Reproduce the listing below, starting at the line that contains "Return one point per instance of the clump" and ending with the final line of the listing, with both ends included and every line kept, requests included. Multiply each coordinate in the answers by 2.2 and round to the nearest whole number, with halves rounded up.

--- start of GIVEN DATA ---

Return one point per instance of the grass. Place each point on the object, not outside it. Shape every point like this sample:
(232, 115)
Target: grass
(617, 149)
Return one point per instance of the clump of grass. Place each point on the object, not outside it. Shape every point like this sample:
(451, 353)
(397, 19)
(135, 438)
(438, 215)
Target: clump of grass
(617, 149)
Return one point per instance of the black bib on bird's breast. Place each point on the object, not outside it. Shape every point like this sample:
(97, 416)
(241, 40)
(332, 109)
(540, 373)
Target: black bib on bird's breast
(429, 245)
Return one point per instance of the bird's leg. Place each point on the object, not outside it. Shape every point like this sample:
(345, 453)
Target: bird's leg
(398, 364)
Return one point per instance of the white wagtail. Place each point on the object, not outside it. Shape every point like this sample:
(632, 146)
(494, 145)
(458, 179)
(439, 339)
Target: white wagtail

--- end of GIVEN DATA ---

:: EXPECTED ANSWER ::
Return one point per instance of the clump of grass. Place each point on the object, not outside it. Shape every point like this sample:
(451, 353)
(397, 19)
(135, 438)
(438, 215)
Target: clump of grass
(1357, 328)
Return one point per instance of the black bib on bird's breast. Place each point on the object, not outside it. Shape every point like this sample:
(97, 416)
(241, 40)
(332, 109)
(540, 373)
Target: black bib on bird's breast
(944, 539)
Return one point per instance of the bird's leg. Place each point on the object, not outside it. Shape every point like this sample:
(345, 453)
Target: bird's leg
(876, 801)
Return one point per instance of the white wagtail. Place each point on the object, not outside it. Shape every point like this sample:
(632, 146)
(494, 145)
(458, 179)
(439, 339)
Target: white wagtail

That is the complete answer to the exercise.